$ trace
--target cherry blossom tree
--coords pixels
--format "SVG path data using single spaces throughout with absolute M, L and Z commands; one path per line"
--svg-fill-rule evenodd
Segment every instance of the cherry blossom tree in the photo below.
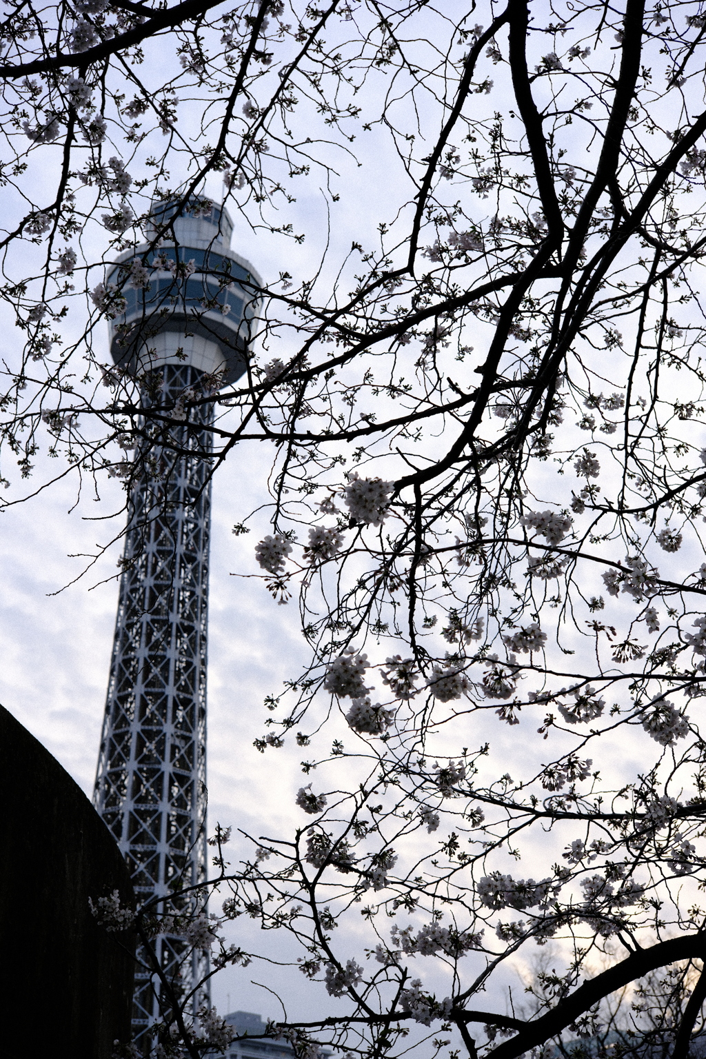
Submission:
M 259 958 L 225 920 L 290 933 L 330 997 L 269 1027 L 304 1059 L 436 1055 L 451 1029 L 472 1059 L 539 1055 L 704 957 L 705 35 L 700 0 L 7 8 L 4 501 L 38 452 L 127 497 L 204 403 L 213 474 L 271 446 L 240 573 L 298 598 L 311 648 L 257 742 L 307 748 L 301 826 L 237 868 L 219 828 L 222 916 L 182 926 L 214 972 Z M 167 267 L 160 203 L 209 213 L 214 174 L 258 237 L 331 237 L 250 284 L 240 380 L 169 403 L 103 363 L 105 318 Z M 504 1013 L 494 983 L 549 938 L 556 988 Z M 160 1047 L 224 1047 L 215 1012 L 191 1025 L 175 1001 Z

> **Direction**
Reproduce the records with every "cherry blossom tree" changed to "magnolia tree" and everything else left as it is. Leave out the pictures.

> **Output for this task**
$ trace
--target magnolia tree
--coords pixels
--format "SVG path data using single spaces throughout with absolute M, L and Z commands; one path per line"
--svg-fill-rule evenodd
Segment every instance of the magnolia tree in the photo below.
Submission:
M 259 958 L 225 920 L 290 933 L 330 997 L 269 1027 L 304 1059 L 436 1055 L 451 1029 L 472 1059 L 539 1055 L 704 957 L 705 35 L 700 0 L 7 8 L 4 501 L 38 452 L 127 497 L 204 403 L 213 474 L 271 446 L 240 573 L 298 598 L 311 648 L 257 742 L 307 748 L 301 826 L 237 868 L 219 828 L 222 916 L 182 926 L 214 972 Z M 167 267 L 160 203 L 209 213 L 214 174 L 258 237 L 331 237 L 250 284 L 240 380 L 169 403 L 103 363 L 105 318 Z M 504 1013 L 494 983 L 549 938 L 556 988 Z M 160 1047 L 224 1047 L 215 1012 L 191 1025 L 175 1001 Z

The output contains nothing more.